*WHAT YOU HAVE TO DO*: Please reproduce, word for word, the lines of the entries below starting at the line that contains "jeans in the image above." and ending at the final line of the entries, with both of those lines included.

# EXTRACTED INFORMATION start

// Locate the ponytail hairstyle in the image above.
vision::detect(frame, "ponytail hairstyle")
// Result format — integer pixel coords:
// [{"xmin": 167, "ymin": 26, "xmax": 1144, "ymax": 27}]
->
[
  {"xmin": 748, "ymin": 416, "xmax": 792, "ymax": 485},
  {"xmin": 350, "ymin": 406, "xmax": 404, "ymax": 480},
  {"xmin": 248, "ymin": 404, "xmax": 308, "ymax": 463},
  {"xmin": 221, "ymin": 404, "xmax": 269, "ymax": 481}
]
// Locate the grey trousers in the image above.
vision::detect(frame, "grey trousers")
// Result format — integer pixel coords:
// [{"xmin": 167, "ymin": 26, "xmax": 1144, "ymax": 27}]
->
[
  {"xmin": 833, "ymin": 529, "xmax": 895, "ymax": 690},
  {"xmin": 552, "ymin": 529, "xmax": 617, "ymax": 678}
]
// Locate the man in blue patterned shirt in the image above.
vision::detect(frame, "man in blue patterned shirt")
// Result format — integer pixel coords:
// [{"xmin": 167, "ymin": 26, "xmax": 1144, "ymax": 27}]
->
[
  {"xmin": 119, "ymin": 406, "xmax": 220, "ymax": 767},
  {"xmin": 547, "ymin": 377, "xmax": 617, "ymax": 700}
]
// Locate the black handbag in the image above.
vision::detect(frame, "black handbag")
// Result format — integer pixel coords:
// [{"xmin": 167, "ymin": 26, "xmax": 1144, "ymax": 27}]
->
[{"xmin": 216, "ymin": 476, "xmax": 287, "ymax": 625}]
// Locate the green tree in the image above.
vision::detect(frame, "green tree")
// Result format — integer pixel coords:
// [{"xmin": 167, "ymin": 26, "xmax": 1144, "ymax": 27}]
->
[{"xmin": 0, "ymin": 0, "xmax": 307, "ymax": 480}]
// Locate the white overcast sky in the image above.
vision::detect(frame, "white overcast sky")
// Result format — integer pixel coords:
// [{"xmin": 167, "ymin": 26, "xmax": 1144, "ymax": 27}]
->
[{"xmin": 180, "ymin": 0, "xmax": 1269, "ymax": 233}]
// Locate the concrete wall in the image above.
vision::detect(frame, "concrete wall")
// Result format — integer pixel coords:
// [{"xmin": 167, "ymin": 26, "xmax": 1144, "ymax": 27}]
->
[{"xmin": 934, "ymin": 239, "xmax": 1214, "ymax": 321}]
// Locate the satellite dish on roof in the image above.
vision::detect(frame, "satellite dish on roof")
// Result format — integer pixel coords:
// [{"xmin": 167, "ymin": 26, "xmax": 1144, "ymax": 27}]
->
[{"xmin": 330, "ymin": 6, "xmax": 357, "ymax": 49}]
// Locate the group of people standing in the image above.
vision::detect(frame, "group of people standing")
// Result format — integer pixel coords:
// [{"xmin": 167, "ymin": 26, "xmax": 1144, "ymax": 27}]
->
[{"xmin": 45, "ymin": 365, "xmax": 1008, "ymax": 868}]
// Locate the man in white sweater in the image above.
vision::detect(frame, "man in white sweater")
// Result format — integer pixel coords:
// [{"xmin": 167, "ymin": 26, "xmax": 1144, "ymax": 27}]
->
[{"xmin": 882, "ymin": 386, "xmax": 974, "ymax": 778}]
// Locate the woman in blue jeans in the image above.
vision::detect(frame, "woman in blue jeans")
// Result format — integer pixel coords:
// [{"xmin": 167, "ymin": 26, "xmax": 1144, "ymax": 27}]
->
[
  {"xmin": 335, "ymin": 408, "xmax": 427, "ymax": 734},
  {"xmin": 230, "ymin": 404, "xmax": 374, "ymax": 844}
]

# EXTRACTED INFORMATION end

*COMPLETE ANSWER*:
// Locate the woman in blue jeans in the image above.
vision::detect(frame, "woman in blue jeans")
// Result format — integer pixel coords:
// [{"xmin": 167, "ymin": 26, "xmax": 1144, "ymax": 27}]
->
[
  {"xmin": 335, "ymin": 408, "xmax": 427, "ymax": 734},
  {"xmin": 230, "ymin": 404, "xmax": 374, "ymax": 844}
]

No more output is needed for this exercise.